* _Consigne_
Rédigez la suite de la chronique sur les rééditions en vinyle, en reprenant juste après sa dernière phrase.

* _Extrait fourni_
※ ※ ※
Double vinyle rouge sang
Rééditions, nouveautés et 45 tours : le point sur les meilleurs microsillons du moment.
Rééditions
Pink Floyd
“The Piper At The Gates Of Dawn” Pink Floyd Records
Difficile de rester objectif lorsqu’on aborde le sujet “The Piper At The Gates Of Dawn”, premier album de Pink Floyd sorti en 1967 et chef-d’oeuvre absolu du génie égaré Syd Barrett. Un disque qui mêle chansons pop kaléidoscopiques courtes inspirées des contes de Chaucer et des récits de Tolkien et Lewis Caroll (“Matilda Mother”, “Lucifer Sam”, “The Gnome”) et longues envolées planantes (“Astronomy Domine”, “Interstellar Overdrive”), inventant au passage le concept de space-rock. Une pierre angulaire du rock psychédélique britannique, dont l’influence s’est étendue sur des milliers de groupes ces cinquante dernières années. L’intérêt de cette réédition réside
dans le fait qu’elle propose la version mono de l’album, qui demeure la plus fidèle aux intentions initiales du groupe. Un mix où les voix sont plus voilées d’effets et où l’orgue de Rick Wright occupe plus d’espace que sur la stéréo (c’est notamment audible sur “Interstellar Overdrive”) et qu’il est appréciable de retrouver.
The Coral
“The Coral” Deltasonic
C’était en 2002. Dans l’effervescence d’un retour du rock à guitare aux quatre coins de la planète, l’Angleterre dégainait avec The Coral la plus belle des réponses. Un groupe lettré de musiciens surdoués biberonnés à Love, Bob Marley et Dion DiMucci, héritiers des La’s dans la grande tradition des cosmic scousers de Liverpool. “The Coral”, premier album sorti il y a vingt ans, est toujours aussi
vibrant et superbement bordélique. Un miracle de pop psychédélique empli de mélodies limpides (“Simon Diamond”, “I Remember When”), d’évasions garage (“Goodbye”) et de folie beefheartienne (“Skeleton Key”), qui s’est hissé au sommet des charts à l’époque, lançant avec brio la carrière d’un des groupes les plus brillants de sa génération. Cette réédition sur double vinyle démontre en outre que The Coral savait écrire des faces B meilleures que bien de singles de leurs contemporains (“God Knows”).
Suicide
“Surrender” Mute/ BMG
Oh, la belle compilation. Voici Suicide résumé en seize titres passionnants (dont deux versions inédites) sur un double vinyle rouge sang. Nul besoin de présenter ici ces révolutionnaires de la musique électronique,
inventeurs du punk synthétique le plus radical et avant-gardiste de son époque, toujours aussi dérangeant et passionnant plusieurs décennies après. Dans le magnifique texte qui accompagne le disque, Henry Rollins (des non moins légendaires Black Flag) décrit le projet non pas comme un best of, mais comme une porte d’entrée dans l’univers du groupe. Une mission accomplie haut la main tant l’album, qui retrace toute la carrière du groupe, de “Suicide” (1977) à “American Supreme” (2002), donne envie de se replonger dans l’oeuvre de Martin Rev et Alan Vega.
※ ※ ※
* _Données recueillies_
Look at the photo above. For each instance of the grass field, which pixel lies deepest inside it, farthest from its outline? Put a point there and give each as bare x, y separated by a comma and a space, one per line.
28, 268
※ ※ ※
* _Réponse attendue_
Warum Joe
“Dans Le Blizzard” “Tanzen & Trinken” SMAP
Après les excellentes rééditions de l’année dernière, SMAP continue de
ressortir le répertoire de Warum Joe, groupe punk français culte du début des années quatre-vingt. Les deux premiers enregistrements, sortis à l’origine chez New Rose, reviennent en vinyle augmentés de morceaux bonus et de goodies magnifiques (inserts, fac-similés...). “Dans Le Blizzard”, premier album du groupe, sorti en 1981, possède notamment “Datcha”, classique punk français représentatif de l’approche minimaliste du groupe (boîte à rythmes, guitares anguleuses, chant revendicatif en français), mais “Tanzen & Trinken” (1982) est peut-être le classique oublié du groupe.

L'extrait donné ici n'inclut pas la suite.